#### List of tasks:
**1.** Answer the following questions about the passage on scaling assumptions:
(a) What minimum value for corrected item-total correlations does the passage give?
(b) Which two complementary approaches does it list for the assessment?
(c) What limit does it set for cross-loadings?
**2.** Edit the passage on scaling assumptions, starting at "Scaling assumptions Tests" and ending at "than other scales)", so that "principal components analysis" reads "exploratory factor analysis".

#### Selected extract:
──────────
Scaling assumptions Tests of scaling assumptions assess the extent to which it is legitimate to sum a set of items, without weighting or standardisation, to produce a single total score. This criterion is satisfied when items have adequate corrected-item total correlations ≥0.30 [38, 40] and the proposed grouping of items in each subscale is correct. Assessed by using two complementary approaches: principal components analysis (factor loadings >0.30, cross-loadings <0.20) and item convergent and discriminant validity (item own-scale correlations >0.30, magnitude >2 standard errors than other scales)
──────────
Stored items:
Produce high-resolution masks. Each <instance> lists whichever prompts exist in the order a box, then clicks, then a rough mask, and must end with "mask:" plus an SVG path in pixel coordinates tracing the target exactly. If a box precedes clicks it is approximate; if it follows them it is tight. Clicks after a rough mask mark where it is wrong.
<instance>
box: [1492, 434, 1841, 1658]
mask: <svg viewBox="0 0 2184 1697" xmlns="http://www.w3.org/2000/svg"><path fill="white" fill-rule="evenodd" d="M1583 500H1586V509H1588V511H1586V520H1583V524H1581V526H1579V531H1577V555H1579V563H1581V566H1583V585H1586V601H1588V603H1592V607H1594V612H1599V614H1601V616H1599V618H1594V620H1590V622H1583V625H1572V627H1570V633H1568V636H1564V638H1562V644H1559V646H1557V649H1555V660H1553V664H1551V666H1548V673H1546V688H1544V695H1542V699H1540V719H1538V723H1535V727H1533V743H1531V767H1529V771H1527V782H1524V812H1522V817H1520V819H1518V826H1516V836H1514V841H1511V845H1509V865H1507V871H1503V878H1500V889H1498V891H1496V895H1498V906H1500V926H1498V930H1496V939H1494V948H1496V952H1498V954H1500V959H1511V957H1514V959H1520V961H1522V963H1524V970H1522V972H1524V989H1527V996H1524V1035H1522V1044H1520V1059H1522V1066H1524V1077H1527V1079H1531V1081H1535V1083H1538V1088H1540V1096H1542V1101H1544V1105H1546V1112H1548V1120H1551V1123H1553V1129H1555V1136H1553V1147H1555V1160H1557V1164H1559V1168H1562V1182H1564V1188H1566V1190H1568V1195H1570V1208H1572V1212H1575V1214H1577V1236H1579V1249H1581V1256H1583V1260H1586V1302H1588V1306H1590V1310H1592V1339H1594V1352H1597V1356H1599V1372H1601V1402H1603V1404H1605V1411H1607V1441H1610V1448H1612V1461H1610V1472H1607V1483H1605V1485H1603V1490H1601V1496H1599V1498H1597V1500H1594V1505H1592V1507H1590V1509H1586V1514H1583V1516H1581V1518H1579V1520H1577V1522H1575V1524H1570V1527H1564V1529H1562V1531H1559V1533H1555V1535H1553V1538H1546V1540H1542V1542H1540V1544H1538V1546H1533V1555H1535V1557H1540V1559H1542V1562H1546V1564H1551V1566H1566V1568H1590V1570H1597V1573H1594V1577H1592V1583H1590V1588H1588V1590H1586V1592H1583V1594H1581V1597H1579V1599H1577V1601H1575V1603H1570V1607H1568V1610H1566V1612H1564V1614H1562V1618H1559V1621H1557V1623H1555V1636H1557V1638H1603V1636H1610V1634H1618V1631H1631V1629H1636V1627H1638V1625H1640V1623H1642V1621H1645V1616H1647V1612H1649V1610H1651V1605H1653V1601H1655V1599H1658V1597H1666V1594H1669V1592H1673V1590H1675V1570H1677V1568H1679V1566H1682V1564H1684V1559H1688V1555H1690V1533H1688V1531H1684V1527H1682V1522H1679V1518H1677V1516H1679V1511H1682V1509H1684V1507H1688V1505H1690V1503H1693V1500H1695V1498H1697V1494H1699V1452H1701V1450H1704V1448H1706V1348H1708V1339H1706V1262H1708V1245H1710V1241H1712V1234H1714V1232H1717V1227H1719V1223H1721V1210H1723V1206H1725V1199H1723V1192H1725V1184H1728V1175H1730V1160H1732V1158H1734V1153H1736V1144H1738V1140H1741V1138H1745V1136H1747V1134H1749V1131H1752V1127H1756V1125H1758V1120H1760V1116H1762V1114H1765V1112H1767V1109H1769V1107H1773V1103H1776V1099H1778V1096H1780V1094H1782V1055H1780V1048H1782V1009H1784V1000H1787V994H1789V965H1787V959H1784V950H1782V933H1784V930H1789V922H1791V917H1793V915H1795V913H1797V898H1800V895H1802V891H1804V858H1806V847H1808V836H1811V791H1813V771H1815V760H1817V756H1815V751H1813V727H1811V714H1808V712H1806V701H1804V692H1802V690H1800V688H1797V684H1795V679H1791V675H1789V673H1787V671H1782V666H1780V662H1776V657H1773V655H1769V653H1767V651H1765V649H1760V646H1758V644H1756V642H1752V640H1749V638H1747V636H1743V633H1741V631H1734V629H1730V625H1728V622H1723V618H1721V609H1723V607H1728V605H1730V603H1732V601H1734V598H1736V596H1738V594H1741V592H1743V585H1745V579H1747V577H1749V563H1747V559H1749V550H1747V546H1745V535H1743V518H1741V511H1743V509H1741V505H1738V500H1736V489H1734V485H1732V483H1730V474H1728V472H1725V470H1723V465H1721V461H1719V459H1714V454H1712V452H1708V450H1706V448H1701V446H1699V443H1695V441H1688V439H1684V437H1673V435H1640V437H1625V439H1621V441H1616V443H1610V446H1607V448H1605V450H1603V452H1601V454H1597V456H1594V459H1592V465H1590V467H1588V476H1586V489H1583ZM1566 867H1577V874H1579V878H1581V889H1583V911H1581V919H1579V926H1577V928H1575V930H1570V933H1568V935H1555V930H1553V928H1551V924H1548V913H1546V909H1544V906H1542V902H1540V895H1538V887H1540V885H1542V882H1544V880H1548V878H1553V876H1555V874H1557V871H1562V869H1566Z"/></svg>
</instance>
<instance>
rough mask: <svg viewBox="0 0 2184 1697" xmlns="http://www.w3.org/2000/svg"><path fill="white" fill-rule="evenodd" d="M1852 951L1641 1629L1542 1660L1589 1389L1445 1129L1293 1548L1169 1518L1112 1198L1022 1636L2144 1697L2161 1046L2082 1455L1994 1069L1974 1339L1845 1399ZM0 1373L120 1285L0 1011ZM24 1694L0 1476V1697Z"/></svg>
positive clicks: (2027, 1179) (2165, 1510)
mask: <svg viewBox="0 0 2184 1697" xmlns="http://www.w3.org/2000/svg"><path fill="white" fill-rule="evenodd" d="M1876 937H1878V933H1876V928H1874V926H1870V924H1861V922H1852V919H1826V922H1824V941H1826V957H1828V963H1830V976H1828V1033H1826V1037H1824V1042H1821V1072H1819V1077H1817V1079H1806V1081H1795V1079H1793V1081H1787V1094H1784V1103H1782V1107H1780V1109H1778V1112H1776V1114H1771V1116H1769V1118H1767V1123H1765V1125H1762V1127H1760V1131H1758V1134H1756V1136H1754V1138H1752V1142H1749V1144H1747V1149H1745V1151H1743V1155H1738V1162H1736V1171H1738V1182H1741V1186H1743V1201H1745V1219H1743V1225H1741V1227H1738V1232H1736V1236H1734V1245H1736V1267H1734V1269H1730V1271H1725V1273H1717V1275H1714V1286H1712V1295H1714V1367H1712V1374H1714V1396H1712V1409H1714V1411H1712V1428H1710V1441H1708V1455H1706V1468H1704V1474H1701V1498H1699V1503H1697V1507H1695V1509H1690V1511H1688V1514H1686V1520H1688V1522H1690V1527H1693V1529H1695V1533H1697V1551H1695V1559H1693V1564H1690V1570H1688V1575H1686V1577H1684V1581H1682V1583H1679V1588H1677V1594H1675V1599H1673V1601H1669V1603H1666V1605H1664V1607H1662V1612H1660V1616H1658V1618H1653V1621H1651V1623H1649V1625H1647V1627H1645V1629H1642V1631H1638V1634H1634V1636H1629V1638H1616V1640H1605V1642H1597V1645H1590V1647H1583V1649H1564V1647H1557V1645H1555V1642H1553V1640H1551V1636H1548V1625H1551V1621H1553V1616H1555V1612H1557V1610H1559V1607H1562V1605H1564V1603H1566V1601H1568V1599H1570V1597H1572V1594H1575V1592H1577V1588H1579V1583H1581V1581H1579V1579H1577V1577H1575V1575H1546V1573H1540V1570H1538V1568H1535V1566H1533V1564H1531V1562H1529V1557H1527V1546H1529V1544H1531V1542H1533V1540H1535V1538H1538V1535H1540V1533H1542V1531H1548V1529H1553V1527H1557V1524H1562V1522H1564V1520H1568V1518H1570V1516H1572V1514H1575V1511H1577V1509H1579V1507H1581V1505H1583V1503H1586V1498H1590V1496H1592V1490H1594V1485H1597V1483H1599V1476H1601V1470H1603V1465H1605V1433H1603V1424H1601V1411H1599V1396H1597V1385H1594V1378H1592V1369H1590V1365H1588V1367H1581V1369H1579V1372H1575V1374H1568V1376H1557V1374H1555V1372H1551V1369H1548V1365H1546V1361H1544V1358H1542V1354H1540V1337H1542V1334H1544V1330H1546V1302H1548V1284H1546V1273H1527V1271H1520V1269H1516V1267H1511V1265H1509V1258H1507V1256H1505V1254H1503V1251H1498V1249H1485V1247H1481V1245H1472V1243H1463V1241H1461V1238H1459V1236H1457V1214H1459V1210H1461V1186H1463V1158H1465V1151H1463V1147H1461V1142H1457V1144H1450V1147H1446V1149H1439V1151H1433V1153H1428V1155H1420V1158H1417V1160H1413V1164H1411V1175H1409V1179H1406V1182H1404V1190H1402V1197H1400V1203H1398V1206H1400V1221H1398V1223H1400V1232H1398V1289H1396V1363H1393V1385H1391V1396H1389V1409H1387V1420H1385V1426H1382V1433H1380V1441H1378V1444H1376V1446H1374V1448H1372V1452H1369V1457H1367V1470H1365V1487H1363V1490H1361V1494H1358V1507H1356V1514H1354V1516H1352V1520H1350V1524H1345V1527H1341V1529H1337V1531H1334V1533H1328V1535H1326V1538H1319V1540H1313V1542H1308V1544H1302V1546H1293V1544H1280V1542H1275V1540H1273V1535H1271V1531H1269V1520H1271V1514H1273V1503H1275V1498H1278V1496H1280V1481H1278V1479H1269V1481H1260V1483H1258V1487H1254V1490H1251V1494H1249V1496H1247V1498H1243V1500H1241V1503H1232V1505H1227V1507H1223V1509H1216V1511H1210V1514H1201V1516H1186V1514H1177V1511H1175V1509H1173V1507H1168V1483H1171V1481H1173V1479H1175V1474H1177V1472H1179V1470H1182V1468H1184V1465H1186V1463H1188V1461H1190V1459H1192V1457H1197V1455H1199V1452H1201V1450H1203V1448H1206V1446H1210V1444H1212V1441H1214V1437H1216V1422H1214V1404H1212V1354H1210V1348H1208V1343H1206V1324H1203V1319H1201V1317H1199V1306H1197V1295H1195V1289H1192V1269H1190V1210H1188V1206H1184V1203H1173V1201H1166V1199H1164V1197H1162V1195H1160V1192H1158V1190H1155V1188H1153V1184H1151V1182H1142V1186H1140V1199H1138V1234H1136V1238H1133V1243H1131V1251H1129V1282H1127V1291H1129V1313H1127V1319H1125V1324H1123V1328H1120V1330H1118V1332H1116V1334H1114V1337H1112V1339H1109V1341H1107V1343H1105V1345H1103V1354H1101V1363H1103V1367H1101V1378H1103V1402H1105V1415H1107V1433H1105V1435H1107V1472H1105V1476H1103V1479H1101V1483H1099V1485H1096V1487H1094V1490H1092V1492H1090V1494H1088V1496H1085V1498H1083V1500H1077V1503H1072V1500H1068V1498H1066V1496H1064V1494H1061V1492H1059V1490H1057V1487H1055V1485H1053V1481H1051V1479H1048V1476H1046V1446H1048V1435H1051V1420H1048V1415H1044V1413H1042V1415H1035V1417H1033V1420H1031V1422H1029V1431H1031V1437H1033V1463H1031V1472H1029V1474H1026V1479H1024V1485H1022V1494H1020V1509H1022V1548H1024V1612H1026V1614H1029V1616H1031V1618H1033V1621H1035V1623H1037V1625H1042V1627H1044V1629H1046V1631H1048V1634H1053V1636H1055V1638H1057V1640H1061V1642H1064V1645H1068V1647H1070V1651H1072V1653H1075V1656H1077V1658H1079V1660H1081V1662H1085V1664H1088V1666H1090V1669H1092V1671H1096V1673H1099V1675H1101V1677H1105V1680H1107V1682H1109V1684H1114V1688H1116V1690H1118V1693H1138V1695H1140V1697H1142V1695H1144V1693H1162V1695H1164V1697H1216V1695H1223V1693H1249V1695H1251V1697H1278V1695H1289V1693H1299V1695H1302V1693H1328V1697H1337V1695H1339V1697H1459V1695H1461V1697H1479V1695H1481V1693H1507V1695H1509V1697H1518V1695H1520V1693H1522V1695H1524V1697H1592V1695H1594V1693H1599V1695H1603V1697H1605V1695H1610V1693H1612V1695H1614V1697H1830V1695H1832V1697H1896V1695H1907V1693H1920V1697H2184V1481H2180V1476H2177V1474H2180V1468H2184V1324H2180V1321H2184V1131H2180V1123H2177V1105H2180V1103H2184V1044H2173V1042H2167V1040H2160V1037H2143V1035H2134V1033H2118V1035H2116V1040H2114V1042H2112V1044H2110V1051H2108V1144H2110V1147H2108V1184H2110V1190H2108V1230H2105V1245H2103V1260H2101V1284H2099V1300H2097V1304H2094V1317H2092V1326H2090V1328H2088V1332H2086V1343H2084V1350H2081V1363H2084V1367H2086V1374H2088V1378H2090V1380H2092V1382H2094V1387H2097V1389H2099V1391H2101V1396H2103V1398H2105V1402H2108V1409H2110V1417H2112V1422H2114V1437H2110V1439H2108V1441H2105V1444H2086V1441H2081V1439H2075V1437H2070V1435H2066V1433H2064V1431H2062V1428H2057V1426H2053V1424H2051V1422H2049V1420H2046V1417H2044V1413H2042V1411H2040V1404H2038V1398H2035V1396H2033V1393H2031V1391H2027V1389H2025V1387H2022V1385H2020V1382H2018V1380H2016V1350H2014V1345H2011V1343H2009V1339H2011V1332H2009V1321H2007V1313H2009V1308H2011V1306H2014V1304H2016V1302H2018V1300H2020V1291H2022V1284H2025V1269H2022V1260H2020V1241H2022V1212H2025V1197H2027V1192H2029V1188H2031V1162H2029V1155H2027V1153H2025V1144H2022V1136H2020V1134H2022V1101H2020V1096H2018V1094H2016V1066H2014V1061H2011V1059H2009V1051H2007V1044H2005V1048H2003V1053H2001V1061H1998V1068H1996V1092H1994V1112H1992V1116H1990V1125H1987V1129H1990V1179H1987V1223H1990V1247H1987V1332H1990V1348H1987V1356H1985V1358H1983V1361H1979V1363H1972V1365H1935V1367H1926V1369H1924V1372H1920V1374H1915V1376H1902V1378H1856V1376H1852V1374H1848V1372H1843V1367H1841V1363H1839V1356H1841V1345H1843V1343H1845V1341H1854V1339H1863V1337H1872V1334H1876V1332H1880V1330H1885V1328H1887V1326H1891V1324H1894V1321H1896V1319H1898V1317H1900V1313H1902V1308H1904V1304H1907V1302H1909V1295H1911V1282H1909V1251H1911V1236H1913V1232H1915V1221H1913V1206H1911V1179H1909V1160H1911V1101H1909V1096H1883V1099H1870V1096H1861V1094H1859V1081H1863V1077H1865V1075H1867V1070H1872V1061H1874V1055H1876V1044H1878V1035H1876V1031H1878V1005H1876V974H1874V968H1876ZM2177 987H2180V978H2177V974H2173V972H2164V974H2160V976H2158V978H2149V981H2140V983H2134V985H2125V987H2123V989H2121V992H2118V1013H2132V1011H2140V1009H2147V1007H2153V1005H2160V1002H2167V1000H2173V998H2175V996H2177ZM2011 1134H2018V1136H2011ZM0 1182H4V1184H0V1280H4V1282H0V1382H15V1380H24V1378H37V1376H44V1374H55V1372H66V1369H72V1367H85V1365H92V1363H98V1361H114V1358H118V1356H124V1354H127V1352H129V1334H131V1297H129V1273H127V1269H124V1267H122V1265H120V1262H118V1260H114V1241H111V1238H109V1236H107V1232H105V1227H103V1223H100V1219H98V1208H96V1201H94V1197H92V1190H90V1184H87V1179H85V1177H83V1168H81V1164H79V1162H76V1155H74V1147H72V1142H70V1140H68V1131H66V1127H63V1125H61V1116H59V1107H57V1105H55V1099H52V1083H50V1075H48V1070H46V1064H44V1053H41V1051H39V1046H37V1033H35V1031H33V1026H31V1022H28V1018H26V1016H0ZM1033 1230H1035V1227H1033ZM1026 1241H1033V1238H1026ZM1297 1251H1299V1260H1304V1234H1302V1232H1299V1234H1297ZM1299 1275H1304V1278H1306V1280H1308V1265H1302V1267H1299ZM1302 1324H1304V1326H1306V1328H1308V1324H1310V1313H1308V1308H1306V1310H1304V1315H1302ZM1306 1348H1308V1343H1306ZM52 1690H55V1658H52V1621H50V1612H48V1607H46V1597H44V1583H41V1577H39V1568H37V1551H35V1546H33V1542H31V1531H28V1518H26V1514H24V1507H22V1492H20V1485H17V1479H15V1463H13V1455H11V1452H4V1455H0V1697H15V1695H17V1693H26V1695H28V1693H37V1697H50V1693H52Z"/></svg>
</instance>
──────────
#### Response list:
**1.**
(a) ≥0.30
(b) Principal components analysis, and item convergent and discriminant validity
(c) Cross-loadings <0.20

**2.**
Scaling assumptions Tests of scaling assumptions assess the extent to which it is legitimate to sum a set of items, without weighting or standardisation, to produce a single total score. This criterion is satisfied when items have adequate corrected-item total correlations ≥0.30 [38, 40] and the proposed grouping of items in each subscale is correct. Assessed by using two complementary approaches: exploratory factor analysis (factor loadings >0.30, cross-loadings <0.20) and item convergent and discriminant validity (item own-scale correlations >0.30, magnitude >2 standard errors than other scales)